[START OF Text excerpt]

13) What do you think of the late but influential Fr Seraphim Rose’s teaching as regards the “Toll Houses”?

I never thought that the late Fr Seraphim Rose, an Orthodox monk in California, was influential. This is news to me.

Fr Seraphim spoke in one of his books of the imagery of ‘toll houses’, which is used to illustrate symbolically what happens to the soul after death. Sadly, some people have misinterpreted and deformed his words and tried, very crudely and primitively, to make his words material, despiritualised. It is as if the Last Judgement was being presented as a law court with bewigged barristers and a judge. This is such a grossly materialistic, Kafkaesque deformation that it is unworthy of attention. I would say the same of the deformation of the Orthodox understanding of the image of the toll houses. Fr Seraphim was not responsible for this. He was merely trying to explain to the uninitiated. Perhaps, his fault, if any, was only in trying to ‘cast pearl before swine’.

14) Do you see any future for the Anglican Church? In your book “Orthodoxy and the English Tradition” you quote the Catholic historian Christopher Dawson from his book “Religion and the Rise of Culture” when he says “The West is different from other civilisations because its religious idea has not been the worship of timeless and changeless perfection but a spirit that seeks to incorporate itself within history. Other civilisations realised their synthesis between life and religion and maintained their sacred order but in the West the changing of the world became an integral part of its cultural ideal.” Would you say this is the spirit behind Anglicanism as it seems completely beholden to and compromised with modernity?

[END OF Text excerpt]

▶ _What to produce_:
In the interview excerpt:
1. Where was Fr Seraphim Rose an Orthodox monk?
2. What does the reply say Fr Seraphim was merely trying to do?
3. Which book by Christopher Dawson is quoted in question 14?

[START OF Dataset section]

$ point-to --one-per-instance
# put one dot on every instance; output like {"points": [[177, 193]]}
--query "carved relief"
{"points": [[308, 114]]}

[END OF Dataset section]

▶ _Exercise result_:
1. In California.
2. To explain to the uninitiated.
3. "Religion and the Rise of Culture."